CONSIGNE:
Extrayez mot pour mot, du texte sur la crise au Venezuela, le passage qui va de « Yesman Utrera se » à « les revenus pétroliers. ».

TEXTE À ANALYSER:

※ ※ ※

Yesman Utrera se trouve relativement chanceux : la crise qui secoue son pays lui apporte des contrats avec des médias étrangers. Malgré cela, sa famille est très éprouvée par l'inflation galopante et par les pénuries chroniques qui dégarnissent les étagères des supermarchés - tout en faisant fleurir un marché noir prohibitif.

« Normalement, 1 kg de riz coûte 200 bolivars, mais au marché noir, c'est 2000. Quand on gagne 20 000 bolivars par mois, on ne peut pas payer ce prix. »

Yesman et sa famille vivent dans un bidonville de la capitale vénézuélienne, un quartier où l'ancien président Hugo Chávez était traditionnellement populaire, grâce à ses politiques sociales financées par les revenus pétroliers.

Mais Hugo Chávez est mort et enterré. Les cours de brut se sont effondrés. Et il n'y a plus de richesse à distribuer.

Résultat : ceux dont le sort s'était amélioré grâce à la « révolution bolivarienne » de Chávez sont en train de retomber dans la misère.

« Les gens n'arrivent plus à manger trois fois par jour, ils ne trouvent plus les protéines dont ils ont besoin, il y a énormément de colère et de frustration, le pays est au point d'ébullition »

- Le jeune journaliste Yesman Utrera

Et qui blâme-t-on pour cette dégringolade qui est en train de pousser le Venezuela au fond du gouffre ? Nicolás Maduro, le successeur de Chávez.

※ ※ ※

DONNÉES FOURNIES:
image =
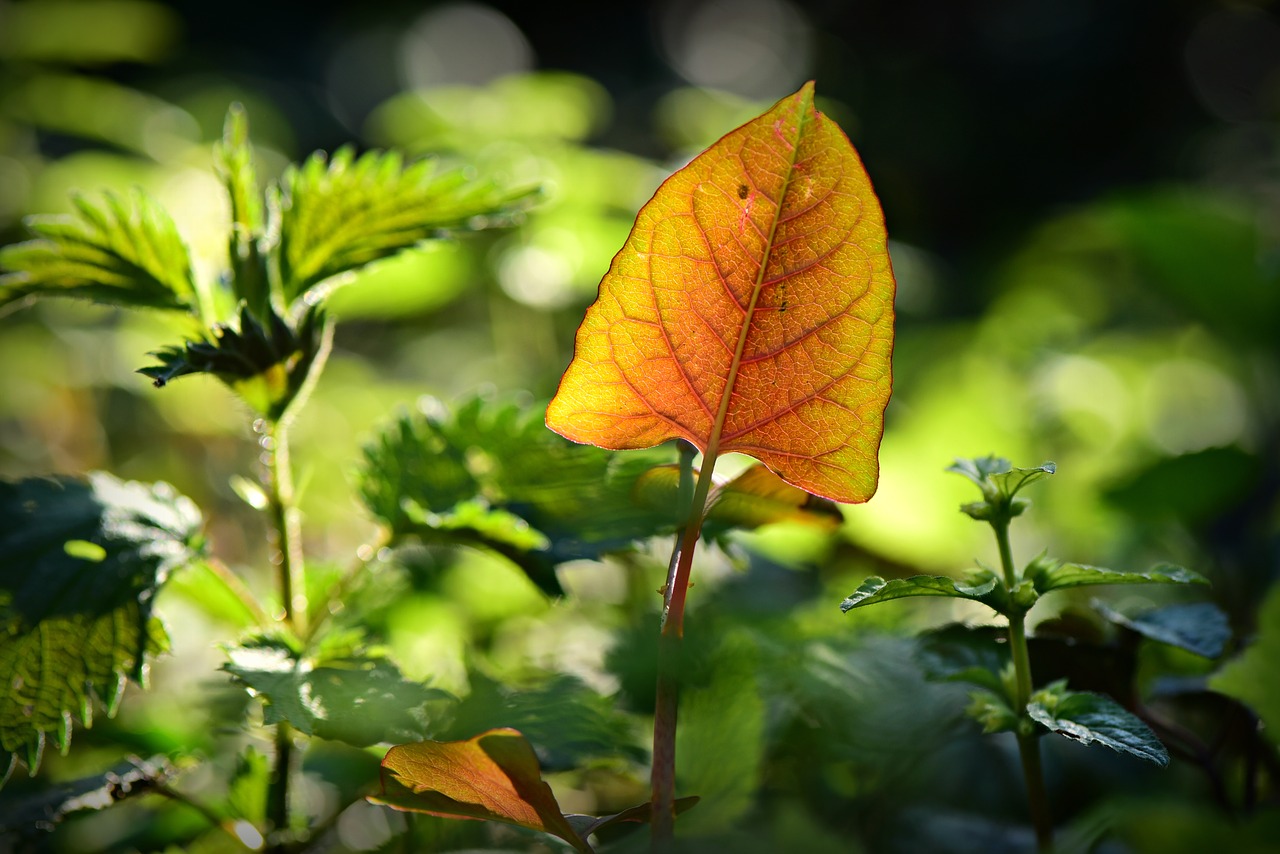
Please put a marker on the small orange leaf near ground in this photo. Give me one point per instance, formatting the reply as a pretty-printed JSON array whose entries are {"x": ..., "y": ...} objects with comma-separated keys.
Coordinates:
[
  {"x": 493, "y": 776},
  {"x": 750, "y": 310}
]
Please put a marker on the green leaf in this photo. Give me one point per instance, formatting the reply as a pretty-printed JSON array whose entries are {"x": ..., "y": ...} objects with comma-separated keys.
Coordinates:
[
  {"x": 721, "y": 739},
  {"x": 978, "y": 585},
  {"x": 76, "y": 625},
  {"x": 268, "y": 365},
  {"x": 963, "y": 653},
  {"x": 338, "y": 214},
  {"x": 360, "y": 699},
  {"x": 565, "y": 720},
  {"x": 421, "y": 474},
  {"x": 123, "y": 251},
  {"x": 233, "y": 159},
  {"x": 1253, "y": 677},
  {"x": 493, "y": 776},
  {"x": 1198, "y": 628},
  {"x": 1051, "y": 575},
  {"x": 1087, "y": 717}
]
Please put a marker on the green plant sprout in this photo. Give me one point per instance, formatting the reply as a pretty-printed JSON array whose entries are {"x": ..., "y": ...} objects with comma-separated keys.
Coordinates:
[{"x": 1005, "y": 699}]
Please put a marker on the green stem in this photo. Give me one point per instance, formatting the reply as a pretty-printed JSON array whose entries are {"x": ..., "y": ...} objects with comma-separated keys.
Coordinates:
[
  {"x": 287, "y": 528},
  {"x": 1028, "y": 745},
  {"x": 670, "y": 649},
  {"x": 278, "y": 790}
]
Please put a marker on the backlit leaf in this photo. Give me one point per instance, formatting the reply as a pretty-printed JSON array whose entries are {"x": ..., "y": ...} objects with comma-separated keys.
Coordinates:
[
  {"x": 359, "y": 699},
  {"x": 493, "y": 776},
  {"x": 76, "y": 621},
  {"x": 336, "y": 214},
  {"x": 122, "y": 251},
  {"x": 978, "y": 585},
  {"x": 750, "y": 310},
  {"x": 1051, "y": 575}
]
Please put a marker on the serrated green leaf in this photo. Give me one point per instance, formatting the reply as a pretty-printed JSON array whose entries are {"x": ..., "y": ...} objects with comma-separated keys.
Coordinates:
[
  {"x": 565, "y": 720},
  {"x": 1051, "y": 575},
  {"x": 76, "y": 629},
  {"x": 360, "y": 700},
  {"x": 424, "y": 467},
  {"x": 978, "y": 585},
  {"x": 1198, "y": 628},
  {"x": 1087, "y": 717},
  {"x": 120, "y": 251},
  {"x": 341, "y": 213},
  {"x": 1253, "y": 677},
  {"x": 233, "y": 159}
]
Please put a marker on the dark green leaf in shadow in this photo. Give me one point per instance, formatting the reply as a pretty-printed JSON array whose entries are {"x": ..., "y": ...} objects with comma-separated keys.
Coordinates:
[
  {"x": 80, "y": 567},
  {"x": 1198, "y": 628},
  {"x": 1089, "y": 718},
  {"x": 268, "y": 365},
  {"x": 1253, "y": 677}
]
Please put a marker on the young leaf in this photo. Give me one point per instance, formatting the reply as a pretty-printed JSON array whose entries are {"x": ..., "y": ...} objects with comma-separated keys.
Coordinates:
[
  {"x": 338, "y": 214},
  {"x": 978, "y": 585},
  {"x": 1198, "y": 628},
  {"x": 359, "y": 699},
  {"x": 750, "y": 310},
  {"x": 1051, "y": 575},
  {"x": 493, "y": 776},
  {"x": 435, "y": 474},
  {"x": 266, "y": 365},
  {"x": 122, "y": 251},
  {"x": 80, "y": 567},
  {"x": 233, "y": 158},
  {"x": 1089, "y": 717}
]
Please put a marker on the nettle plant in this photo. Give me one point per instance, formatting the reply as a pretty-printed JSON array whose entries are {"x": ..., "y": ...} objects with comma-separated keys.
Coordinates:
[
  {"x": 750, "y": 310},
  {"x": 1005, "y": 698}
]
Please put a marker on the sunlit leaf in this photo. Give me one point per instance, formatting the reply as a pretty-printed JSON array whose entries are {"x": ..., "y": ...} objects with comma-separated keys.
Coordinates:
[
  {"x": 437, "y": 473},
  {"x": 1051, "y": 575},
  {"x": 342, "y": 213},
  {"x": 359, "y": 699},
  {"x": 978, "y": 585},
  {"x": 1198, "y": 628},
  {"x": 752, "y": 310},
  {"x": 1091, "y": 718},
  {"x": 1253, "y": 677},
  {"x": 122, "y": 251},
  {"x": 77, "y": 625},
  {"x": 493, "y": 776}
]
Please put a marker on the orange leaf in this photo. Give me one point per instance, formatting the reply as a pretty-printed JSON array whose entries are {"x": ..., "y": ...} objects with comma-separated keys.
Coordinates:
[
  {"x": 750, "y": 310},
  {"x": 493, "y": 776}
]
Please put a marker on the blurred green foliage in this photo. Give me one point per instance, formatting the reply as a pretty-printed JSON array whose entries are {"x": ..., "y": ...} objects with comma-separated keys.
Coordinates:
[{"x": 1083, "y": 210}]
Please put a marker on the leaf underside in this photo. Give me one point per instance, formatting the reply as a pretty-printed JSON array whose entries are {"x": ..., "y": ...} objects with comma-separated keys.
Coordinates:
[
  {"x": 80, "y": 566},
  {"x": 750, "y": 310}
]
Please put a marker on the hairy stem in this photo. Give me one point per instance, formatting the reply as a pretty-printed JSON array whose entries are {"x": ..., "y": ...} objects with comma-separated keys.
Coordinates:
[
  {"x": 1028, "y": 745},
  {"x": 670, "y": 648},
  {"x": 286, "y": 525}
]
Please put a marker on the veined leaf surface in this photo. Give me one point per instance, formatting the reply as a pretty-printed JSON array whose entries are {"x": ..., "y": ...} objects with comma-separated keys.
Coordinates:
[{"x": 750, "y": 310}]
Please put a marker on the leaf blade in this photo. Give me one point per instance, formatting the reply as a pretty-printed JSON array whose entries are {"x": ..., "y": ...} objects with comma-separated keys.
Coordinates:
[{"x": 749, "y": 310}]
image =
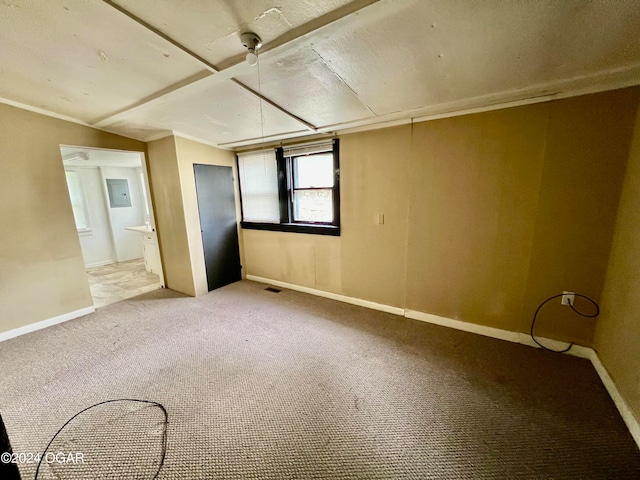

※ ※ ※

RÉPONSE CI-DESSOUS:
Yesman Utrera se trouve relativement chanceux : la crise qui secoue son pays lui apporte des contrats avec des médias étrangers. Malgré cela, sa famille est très éprouvée par l'inflation galopante et par les pénuries chroniques qui dégarnissent les étagères des supermarchés - tout en faisant fleurir un marché noir prohibitif.

« Normalement, 1 kg de riz coûte 200 bolivars, mais au marché noir, c'est 2000. Quand on gagne 20 000 bolivars par mois, on ne peut pas payer ce prix. »

Yesman et sa famille vivent dans un bidonville de la capitale vénézuélienne, un quartier où l'ancien président Hugo Chávez était traditionnellement populaire, grâce à ses politiques sociales financées par les revenus pétroliers.